### [Your tasks]
1) According to the NT packet-filter text, which TCP port number does the SMTP protocol use?
2) In the NT packet-filter text, rewrite the part from "NT ships with" to "a packet-filtering feature.", putting "IP filtering" in place of "TCP/IP security".
3) Continue the Windows NT questions-and-answers text from where it stops.

### [Given text]
===============
A while ago, I read something about NT's built-in packet-filter capabilities. I have an NT-based SMTP gateway on which I'd like to reject all incoming traffic except for SMTP messages. How can I use the NT packet-filter features to set this up?
NT ships with a built-in static packet filter, TCP/IP security, that lets an administrator allow or deny certain types of TCP/IP traffic. A packet filter offers firewall services on layer three (network) and layer four (transport) of the Open System Interconnection (OSI) model. (For more information about OSI, see Tao Zhou's Windows 2000 Magazine article, "ISO/OSI, IEEE 802.2, and TCP/IP," May 1997.) A packet filter also selectively controls the flow of data to and from a network by allowing or blocking incoming and outgoing packets. In NT, TCP/IP security applies only to incoming packets. Most firewall products also include a packet-filtering feature.
To configure TCP/IP security, right-click Network Neighborhood on your desktop, choose Properties, click the Protocols tab, then right-click TCP/IP Protocol in the Network Protocols dialog box to bring up the TCP/IP protocol's properties. Click the IP Address tab, click Advanced, select the Enable Security check box, then click Configure to bring up the TCP/IP Security dialog box, which Figure 1 shows.
In the TCP/IP Security dialog box, you can control the incoming TCP and UDP ports (layer four of the OSI model) and the incoming IP protocols (layer three of the OSI model). An interesting sidenote about the IP Protocols list is that adding TCP (protocol 6), UDP (protocol 17), or ICMP (protocol 1) to it doesn't alter the packet filter's behavior. You can't block ICMP, and the only way to block TCP and UDP is to select Permit Only in the TCP Ports and UDP Ports lists, then leave their port lists empty. Also not apparent in the GUI is the fact that the TCP/IP security settings apply to all network adapters.
To allow only incoming SMTP traffic on your SMTP gateway, select Permit Only in the TCP ports area of the TCP/IP Security dialog box, click Add, then fill in TCP port 25, which is the port number the SMTP protocol uses. (Don't change the UDP ports and IP protocols lists.) To apply the change, you must restart the machine. If you've installed dedicated firewall software on your SMTP gateway, you should use the firewall's packet-filter features instead of NT's TCP/IP security to set up the SMTP filtering. Dedicated firewall software generally provides more-advanced firewall features than NT's built-in packet-filtering features.
Recently our company's IT managers decided to switch from Netscape Navigator to Microsoft Internet Explorer (IE) as the corporate standard for Internet-browser software. Over the years, our users have obtained Web authentication certificates from GlobalSign or other commercial Certificate Authorities (CAs), and they want to use the certificates in IE. How can I port certificates between Netscape and IE?
===============
### [Stored records]
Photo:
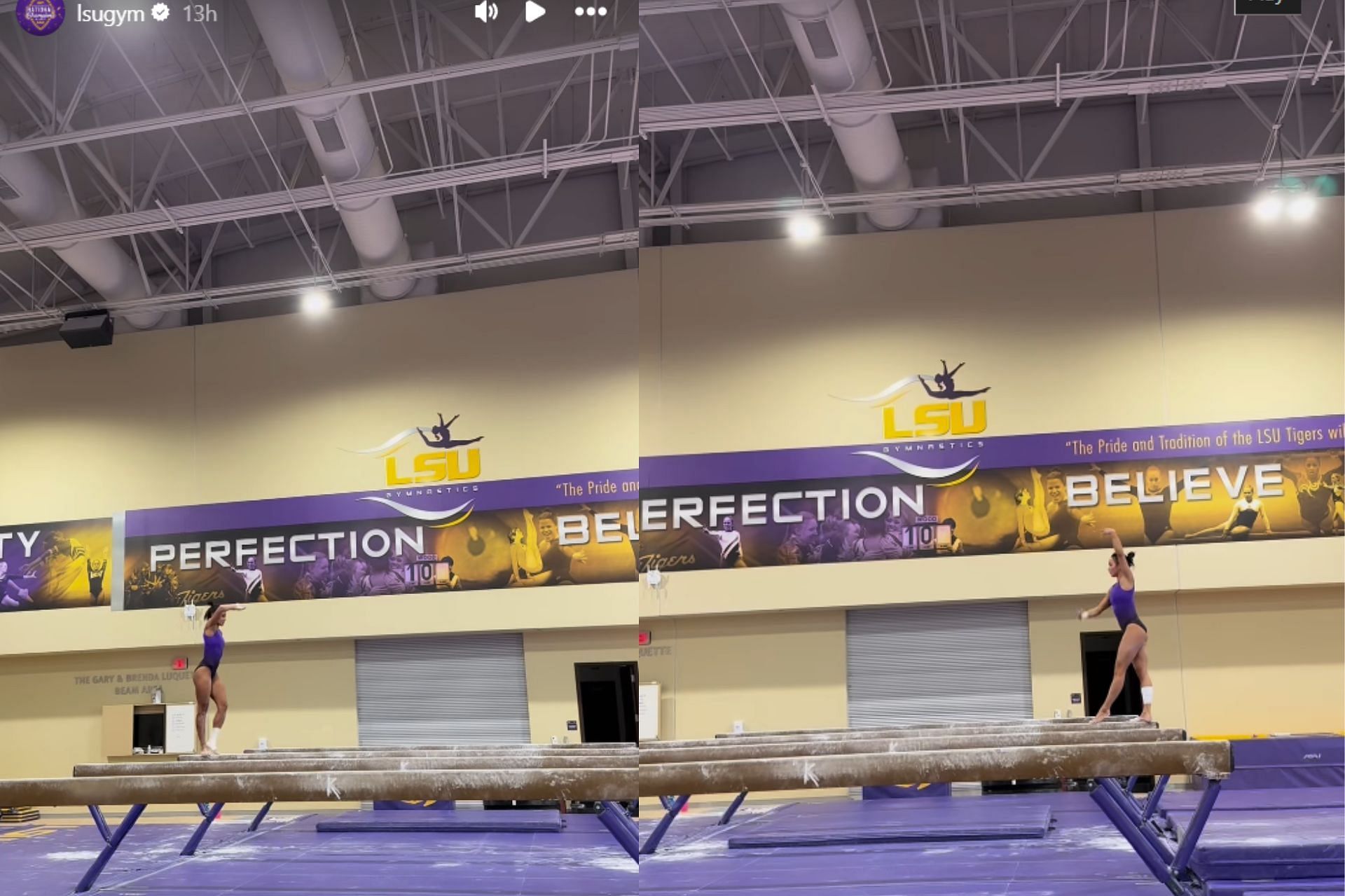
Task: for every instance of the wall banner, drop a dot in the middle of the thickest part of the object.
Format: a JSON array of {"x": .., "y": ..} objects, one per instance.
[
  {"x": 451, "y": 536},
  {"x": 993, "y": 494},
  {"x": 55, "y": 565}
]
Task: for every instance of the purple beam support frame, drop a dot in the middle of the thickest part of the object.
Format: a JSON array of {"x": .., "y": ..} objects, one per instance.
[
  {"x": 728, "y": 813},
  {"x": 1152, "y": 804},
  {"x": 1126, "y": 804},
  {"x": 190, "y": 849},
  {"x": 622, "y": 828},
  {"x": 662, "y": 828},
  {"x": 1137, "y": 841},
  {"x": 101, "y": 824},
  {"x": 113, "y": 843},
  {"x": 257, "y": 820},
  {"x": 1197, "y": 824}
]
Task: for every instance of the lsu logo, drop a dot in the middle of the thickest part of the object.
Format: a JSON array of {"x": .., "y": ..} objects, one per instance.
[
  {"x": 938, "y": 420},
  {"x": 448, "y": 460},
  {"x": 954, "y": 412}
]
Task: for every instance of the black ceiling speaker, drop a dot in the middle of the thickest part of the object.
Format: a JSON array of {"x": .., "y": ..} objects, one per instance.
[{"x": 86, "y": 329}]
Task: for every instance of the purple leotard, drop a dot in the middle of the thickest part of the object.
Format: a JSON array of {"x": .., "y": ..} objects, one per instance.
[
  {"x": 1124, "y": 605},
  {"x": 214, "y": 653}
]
===============
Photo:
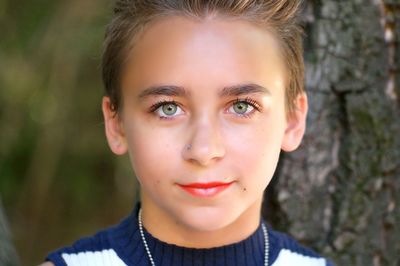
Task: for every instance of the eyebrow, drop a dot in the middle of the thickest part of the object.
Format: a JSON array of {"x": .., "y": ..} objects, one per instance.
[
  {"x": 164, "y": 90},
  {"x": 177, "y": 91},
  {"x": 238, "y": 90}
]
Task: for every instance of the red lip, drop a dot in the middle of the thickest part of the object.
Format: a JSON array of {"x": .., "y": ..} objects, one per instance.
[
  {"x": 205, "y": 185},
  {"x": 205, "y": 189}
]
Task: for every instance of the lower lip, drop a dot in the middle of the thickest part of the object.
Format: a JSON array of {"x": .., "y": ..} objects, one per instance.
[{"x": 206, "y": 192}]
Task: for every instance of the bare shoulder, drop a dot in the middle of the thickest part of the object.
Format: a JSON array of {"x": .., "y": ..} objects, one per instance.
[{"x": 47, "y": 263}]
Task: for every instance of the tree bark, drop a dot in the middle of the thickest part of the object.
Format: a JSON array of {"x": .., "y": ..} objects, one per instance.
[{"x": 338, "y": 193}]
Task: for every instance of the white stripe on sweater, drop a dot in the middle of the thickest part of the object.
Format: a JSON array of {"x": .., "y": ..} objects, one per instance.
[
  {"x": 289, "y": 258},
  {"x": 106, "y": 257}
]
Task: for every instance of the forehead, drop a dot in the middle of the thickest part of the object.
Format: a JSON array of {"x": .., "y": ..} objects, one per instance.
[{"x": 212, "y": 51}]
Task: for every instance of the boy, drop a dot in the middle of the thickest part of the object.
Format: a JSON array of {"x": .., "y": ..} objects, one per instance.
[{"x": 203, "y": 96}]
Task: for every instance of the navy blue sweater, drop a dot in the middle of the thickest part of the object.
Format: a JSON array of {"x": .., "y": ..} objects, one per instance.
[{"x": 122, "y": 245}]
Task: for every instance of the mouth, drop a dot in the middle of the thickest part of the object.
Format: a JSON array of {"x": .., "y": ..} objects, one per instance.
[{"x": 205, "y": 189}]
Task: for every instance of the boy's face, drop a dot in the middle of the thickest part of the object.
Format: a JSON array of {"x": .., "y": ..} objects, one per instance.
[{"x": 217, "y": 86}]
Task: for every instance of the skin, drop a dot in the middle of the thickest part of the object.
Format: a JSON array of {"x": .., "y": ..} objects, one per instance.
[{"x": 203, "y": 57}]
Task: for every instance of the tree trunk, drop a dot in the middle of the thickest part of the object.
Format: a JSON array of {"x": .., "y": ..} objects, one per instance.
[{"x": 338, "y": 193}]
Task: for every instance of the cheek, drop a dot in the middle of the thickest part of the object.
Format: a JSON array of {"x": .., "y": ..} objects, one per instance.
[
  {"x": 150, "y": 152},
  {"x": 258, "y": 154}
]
===============
### [Responses by task]
1) Port 25

2)
NT ships with a built-in static packet filter, IP filtering, that lets an administrator allow or deny certain types of TCP/IP traffic. A packet filter offers firewall services on layer three (network) and layer four (transport) of the Open System Interconnection (OSI) model. (For more information about OSI, see Tao Zhou's Windows 2000 Magazine article, "ISO/OSI, IEEE 802.2, and TCP/IP," May 1997.) A packet filter also selectively controls the flow of data to and from a network by allowing or blocking incoming and outgoing packets. In NT, IP filtering applies only to incoming packets. Most firewall products also include a packet-filtering feature.

3)
Before I explain how to port the certificates to IE, let me give you a little background information. You can't use a Netscape-installed certificate in IE (even if you use both browsers on the same machine), because the browsers use a different certificate and private-key storage system. Netscape stores them in its certificate database; IE stores them in the certificate store, which is a protected part of the user's profile. You can, however, export certificates and private keys from the Netscape certificate database and import them into the IE certificate store. Both browsers support a common certificate and private-key interchange format, Public-Key Cryptography Standards (PKCS) #12. (More information about PKCS #12 is available from RSA Security at http://www.rsasecurity.com/rsalabs/pkcs/pkcs-12/index.html.)
You can export your certificate and private key from the Netscape certificate database as follows (these instructions refer to Netscape Navigator 4.5):
- Open Netscape, and select Security Info from the Window menu.
- In the frame in the left pane, click Yours (under Certificates) to bring up the screen that Figure 2 shows.
- Select the certificate that you want to port to IE, then click Export.
- Netscape prompts you for your certificate database password. Enter the password, and click OK.
- The next dialog box prompts you for a PKCS #12 password. PKCS #12 needs a password to encrypt the certificate and private key you're exporting (note that this password is different from the one you entered in the previous dialog box). Enter it, then click OK.
- At the prompt to reconfirm this password, reenter the password and click OK.
- At the prompt, enter a name for the PKCS #12 file, then click Save. If the export process is successful, Netscape displays the message Your certificates have been successfully exported.
To import your certificate and private key into the IE certificate store, follow these steps (these instructions refer to IE 4.0):
- Start the Certificate Manager Import Wizard by double-clicking the PKCS #12 file you exported. Figure 3 shows the Certificate Manager Import Wizard. Click Next to see the path to the PKCS #12 file that you created when you exported your certificate and private key from Netscape (i.e., the file that you double-clicked to start the wizard).
- Enter your PKCS #12 password at the prompt.
- On the same wizard screen, you can select whether you want to enable strong private key protection and whether you want to mark the private key as exportable, as Figure 4 shows. Select Enable strong private key protection, and click Next.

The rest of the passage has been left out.